PROBLEM STATEMENT: Once the pictures are removed, return each record below exactly as written.

------------------------

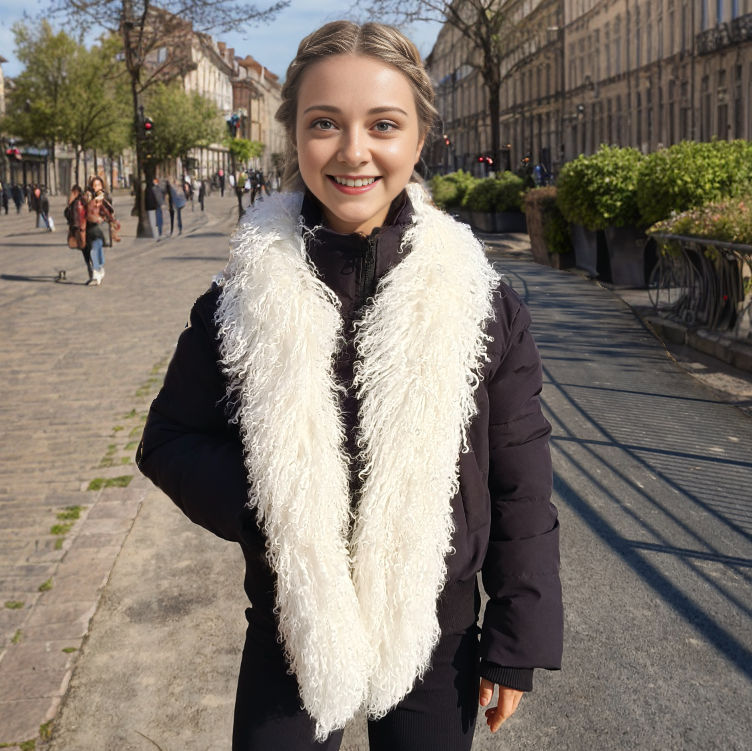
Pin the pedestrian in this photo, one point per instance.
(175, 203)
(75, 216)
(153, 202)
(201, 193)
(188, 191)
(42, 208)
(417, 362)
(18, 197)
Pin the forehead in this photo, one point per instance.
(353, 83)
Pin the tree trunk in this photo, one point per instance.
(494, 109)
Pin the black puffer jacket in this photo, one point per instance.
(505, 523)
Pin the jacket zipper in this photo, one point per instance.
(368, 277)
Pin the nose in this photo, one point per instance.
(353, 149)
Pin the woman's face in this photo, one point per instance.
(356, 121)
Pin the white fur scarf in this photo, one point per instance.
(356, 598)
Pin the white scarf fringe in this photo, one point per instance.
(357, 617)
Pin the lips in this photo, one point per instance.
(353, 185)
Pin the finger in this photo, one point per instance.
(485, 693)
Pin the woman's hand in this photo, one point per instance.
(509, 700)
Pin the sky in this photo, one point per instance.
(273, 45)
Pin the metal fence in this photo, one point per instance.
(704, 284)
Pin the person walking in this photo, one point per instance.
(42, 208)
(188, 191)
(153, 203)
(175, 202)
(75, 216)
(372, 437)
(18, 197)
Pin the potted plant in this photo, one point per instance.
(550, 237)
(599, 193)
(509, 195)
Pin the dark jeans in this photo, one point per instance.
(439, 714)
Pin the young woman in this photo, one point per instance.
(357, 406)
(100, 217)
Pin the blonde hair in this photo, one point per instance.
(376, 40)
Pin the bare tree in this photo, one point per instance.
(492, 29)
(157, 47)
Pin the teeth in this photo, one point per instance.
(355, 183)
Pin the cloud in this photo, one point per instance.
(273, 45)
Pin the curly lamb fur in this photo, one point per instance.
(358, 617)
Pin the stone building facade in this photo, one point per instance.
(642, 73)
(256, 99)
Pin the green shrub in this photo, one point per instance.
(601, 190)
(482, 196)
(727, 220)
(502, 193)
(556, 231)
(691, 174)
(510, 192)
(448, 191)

------------------------

COMPLETED TASK:
Pin the pedestrian in this photo, one point per instance.
(175, 203)
(75, 216)
(153, 202)
(201, 193)
(188, 191)
(42, 208)
(417, 362)
(18, 197)
Pin the forehead in this photo, one point per instance.
(353, 83)
Pin the tree trunk in this photo, one point per instance.
(494, 109)
Pin the black puffer jacket in this photo, one point per instance.
(505, 523)
Pin the jacket zipper in this photo, one point per instance.
(368, 277)
Pin the nose in this photo, one point per instance.
(353, 149)
Pin the woman's face in this photo, one point per instance.
(356, 121)
Pin the white fur scarf in this photo, one point per instance.
(356, 598)
Pin the white scarf fringe in this photo, one point per instance.
(357, 617)
Pin the lips in this photo, one point per instance.
(353, 185)
Pin the finger in this photo, one point per instance.
(485, 693)
Pin the woman's hand in this photo, one point per instance.
(509, 700)
Pin the sky in this photo, one point per instance.
(273, 45)
Pin the metal fence in this photo, one point per instance.
(704, 284)
Pin the person walking in this photo, one point per instance.
(42, 208)
(188, 191)
(153, 203)
(175, 202)
(75, 216)
(372, 437)
(18, 197)
Pin the potted plant in this photo, one point per instance.
(550, 237)
(599, 193)
(509, 195)
Pin the dark jeans in this photo, one point per instance.
(439, 714)
Pin the young woman in this photo, one point per instance.
(357, 406)
(100, 217)
Pin the blonde hair in this photo, one point per instance.
(376, 40)
Pin the bare tree in this photo, one point per instance.
(492, 29)
(157, 47)
Pin the teeth in this photo, one point per instance.
(355, 183)
Pin the cloud in this photo, one point per instance.
(273, 45)
Pin the curly lamb fur in this photo, one point per instance.
(358, 617)
Pin the stone building facade in this photo, one point per instance.
(642, 73)
(256, 99)
Pin the green shrub in this photo, one point per instance.
(601, 190)
(482, 196)
(727, 220)
(502, 193)
(556, 231)
(691, 174)
(510, 192)
(448, 191)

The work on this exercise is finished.